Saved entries
.....

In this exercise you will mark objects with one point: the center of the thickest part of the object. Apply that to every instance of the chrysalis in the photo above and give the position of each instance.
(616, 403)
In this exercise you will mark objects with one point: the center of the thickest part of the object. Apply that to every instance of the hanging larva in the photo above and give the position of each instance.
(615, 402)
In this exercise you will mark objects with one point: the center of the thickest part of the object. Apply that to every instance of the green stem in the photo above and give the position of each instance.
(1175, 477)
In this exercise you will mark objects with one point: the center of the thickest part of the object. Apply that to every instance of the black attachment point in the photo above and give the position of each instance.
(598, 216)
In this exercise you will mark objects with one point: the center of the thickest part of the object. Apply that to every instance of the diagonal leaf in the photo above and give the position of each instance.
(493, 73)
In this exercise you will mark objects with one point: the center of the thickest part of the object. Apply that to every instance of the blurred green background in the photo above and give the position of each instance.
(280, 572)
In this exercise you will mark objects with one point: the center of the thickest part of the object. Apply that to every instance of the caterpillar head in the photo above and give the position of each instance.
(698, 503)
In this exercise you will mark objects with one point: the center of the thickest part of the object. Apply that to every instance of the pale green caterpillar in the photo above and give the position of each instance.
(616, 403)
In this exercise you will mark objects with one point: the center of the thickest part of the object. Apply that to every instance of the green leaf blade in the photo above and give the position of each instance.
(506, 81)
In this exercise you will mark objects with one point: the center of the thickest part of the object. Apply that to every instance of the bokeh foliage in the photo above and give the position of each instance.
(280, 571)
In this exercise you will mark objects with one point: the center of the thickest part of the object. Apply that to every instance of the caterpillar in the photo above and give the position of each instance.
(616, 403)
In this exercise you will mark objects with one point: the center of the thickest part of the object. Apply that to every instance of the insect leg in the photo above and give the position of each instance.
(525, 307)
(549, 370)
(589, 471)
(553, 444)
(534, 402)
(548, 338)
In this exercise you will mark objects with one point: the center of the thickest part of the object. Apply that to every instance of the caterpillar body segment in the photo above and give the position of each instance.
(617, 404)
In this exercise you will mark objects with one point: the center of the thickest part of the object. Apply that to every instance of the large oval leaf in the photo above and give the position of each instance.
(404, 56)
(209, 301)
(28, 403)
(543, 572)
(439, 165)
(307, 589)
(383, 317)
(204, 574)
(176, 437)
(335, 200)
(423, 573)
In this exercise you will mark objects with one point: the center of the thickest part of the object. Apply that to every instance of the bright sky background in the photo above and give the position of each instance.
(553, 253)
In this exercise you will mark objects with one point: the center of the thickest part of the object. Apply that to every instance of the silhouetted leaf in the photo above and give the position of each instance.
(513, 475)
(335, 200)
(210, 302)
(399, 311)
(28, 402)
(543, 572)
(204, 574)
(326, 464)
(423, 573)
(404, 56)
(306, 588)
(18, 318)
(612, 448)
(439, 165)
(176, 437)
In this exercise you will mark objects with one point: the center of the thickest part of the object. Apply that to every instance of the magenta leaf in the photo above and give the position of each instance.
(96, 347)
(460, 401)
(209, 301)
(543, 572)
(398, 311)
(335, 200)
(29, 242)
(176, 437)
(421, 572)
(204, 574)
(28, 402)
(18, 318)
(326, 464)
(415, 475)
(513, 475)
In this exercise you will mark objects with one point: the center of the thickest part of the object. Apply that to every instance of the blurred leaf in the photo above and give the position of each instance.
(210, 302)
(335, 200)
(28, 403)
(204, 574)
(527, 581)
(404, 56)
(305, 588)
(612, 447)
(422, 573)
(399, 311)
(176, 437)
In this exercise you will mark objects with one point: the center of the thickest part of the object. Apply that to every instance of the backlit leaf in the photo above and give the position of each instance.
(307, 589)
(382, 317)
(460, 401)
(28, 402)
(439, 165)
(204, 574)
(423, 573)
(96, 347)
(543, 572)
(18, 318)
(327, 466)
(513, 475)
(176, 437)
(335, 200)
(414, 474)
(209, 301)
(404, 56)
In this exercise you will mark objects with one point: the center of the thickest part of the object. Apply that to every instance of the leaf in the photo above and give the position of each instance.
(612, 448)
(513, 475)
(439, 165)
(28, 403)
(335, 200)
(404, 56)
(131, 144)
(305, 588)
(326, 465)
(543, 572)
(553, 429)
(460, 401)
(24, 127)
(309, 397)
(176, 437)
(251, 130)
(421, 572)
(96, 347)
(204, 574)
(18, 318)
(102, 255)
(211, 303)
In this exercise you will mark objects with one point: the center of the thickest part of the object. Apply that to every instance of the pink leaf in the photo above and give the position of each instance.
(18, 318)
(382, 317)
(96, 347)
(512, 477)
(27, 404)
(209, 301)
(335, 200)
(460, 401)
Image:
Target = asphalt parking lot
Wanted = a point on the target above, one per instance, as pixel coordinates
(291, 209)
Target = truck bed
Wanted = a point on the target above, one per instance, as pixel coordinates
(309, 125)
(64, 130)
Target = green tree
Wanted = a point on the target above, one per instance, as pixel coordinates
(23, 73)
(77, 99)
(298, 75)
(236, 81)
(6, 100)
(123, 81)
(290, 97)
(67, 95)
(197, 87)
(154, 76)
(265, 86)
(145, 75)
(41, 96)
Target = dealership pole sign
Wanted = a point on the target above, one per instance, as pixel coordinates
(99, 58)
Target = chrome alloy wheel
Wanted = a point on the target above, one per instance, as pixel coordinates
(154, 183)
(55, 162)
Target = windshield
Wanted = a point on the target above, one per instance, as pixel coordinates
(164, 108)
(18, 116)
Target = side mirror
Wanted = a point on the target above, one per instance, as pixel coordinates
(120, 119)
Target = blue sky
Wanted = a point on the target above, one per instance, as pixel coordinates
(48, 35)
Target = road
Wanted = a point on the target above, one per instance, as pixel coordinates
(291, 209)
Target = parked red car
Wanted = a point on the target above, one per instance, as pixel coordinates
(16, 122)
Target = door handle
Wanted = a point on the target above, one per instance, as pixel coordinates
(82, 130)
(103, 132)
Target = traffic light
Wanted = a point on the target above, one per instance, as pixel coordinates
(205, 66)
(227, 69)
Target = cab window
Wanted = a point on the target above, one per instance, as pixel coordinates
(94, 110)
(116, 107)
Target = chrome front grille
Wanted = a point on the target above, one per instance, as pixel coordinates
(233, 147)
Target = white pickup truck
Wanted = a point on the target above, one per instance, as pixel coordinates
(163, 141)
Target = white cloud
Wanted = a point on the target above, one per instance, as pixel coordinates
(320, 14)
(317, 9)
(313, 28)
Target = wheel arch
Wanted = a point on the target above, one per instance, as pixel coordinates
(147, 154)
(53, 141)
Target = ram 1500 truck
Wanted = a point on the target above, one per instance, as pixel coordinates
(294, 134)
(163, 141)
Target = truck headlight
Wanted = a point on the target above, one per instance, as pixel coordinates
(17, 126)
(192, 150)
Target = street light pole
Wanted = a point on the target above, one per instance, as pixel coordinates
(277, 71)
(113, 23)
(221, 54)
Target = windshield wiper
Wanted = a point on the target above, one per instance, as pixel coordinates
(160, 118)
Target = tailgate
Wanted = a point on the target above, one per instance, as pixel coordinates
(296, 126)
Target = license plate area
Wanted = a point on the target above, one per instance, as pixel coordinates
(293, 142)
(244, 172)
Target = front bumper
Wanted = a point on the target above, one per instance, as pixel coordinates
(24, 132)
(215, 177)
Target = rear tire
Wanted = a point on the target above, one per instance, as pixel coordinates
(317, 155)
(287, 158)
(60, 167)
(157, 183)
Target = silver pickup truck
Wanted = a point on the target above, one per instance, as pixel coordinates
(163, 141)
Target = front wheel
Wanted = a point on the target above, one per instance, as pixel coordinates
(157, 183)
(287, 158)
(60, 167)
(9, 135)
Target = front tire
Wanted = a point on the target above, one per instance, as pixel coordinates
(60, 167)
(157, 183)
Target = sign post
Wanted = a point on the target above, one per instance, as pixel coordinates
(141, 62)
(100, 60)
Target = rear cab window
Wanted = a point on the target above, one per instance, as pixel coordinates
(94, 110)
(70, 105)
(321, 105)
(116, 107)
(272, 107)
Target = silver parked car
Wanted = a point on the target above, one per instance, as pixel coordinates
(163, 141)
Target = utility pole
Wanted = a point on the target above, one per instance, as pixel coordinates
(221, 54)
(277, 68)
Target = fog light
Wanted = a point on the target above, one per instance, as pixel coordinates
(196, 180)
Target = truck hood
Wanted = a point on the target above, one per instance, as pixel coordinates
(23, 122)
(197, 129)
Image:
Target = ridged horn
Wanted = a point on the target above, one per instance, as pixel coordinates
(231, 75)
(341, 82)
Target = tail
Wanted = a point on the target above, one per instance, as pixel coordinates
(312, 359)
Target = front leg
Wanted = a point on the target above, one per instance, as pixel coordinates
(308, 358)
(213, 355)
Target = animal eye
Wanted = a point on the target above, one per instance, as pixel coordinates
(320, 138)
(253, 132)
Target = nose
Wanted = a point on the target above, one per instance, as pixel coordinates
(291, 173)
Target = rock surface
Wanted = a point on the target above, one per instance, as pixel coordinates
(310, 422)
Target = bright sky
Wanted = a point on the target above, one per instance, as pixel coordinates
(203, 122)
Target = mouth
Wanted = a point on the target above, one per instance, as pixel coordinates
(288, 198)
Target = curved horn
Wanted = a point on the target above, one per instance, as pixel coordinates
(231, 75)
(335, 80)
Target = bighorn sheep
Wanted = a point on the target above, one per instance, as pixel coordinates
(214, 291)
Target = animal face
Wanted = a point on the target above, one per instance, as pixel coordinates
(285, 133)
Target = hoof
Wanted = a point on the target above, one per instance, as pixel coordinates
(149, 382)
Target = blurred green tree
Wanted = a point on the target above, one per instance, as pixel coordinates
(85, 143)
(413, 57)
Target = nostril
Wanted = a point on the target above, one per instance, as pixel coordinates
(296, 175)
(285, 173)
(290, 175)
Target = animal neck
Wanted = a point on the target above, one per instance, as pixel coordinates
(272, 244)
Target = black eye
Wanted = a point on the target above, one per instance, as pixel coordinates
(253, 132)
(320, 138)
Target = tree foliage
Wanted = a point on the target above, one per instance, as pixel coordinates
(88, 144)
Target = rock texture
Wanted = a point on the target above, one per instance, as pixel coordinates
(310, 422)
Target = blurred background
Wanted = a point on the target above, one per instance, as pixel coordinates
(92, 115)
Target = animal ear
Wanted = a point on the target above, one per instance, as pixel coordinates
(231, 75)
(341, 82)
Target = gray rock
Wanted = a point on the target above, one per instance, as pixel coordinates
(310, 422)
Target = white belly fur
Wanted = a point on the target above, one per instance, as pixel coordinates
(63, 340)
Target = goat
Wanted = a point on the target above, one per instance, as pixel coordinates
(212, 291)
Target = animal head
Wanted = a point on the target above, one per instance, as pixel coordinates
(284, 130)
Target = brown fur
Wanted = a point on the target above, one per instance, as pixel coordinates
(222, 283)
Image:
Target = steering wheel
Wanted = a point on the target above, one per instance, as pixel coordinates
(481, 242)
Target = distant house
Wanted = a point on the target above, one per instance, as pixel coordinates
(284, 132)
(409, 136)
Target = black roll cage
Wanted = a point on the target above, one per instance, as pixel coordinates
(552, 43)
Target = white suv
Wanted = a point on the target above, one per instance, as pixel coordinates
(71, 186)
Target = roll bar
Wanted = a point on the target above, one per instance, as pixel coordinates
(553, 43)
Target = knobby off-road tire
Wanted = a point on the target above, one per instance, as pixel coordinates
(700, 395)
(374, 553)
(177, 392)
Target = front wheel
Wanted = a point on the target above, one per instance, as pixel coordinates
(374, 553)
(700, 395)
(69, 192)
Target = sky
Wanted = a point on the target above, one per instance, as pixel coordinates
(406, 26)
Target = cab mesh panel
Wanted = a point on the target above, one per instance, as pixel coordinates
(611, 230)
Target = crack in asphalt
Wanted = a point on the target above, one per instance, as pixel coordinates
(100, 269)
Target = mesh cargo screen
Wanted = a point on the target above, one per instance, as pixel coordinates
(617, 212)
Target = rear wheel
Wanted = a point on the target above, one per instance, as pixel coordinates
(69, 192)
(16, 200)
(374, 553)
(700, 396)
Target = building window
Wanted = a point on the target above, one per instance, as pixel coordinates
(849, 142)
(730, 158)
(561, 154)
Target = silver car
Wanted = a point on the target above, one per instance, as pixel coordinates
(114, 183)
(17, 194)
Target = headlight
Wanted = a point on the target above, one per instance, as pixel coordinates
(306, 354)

.....

● **Aim of the exercise**
Note every line of the entries in which "tire" appears, and copy it down.

● **Result for this task**
Target = rear tire
Target = front tire
Target = knobby off-road tire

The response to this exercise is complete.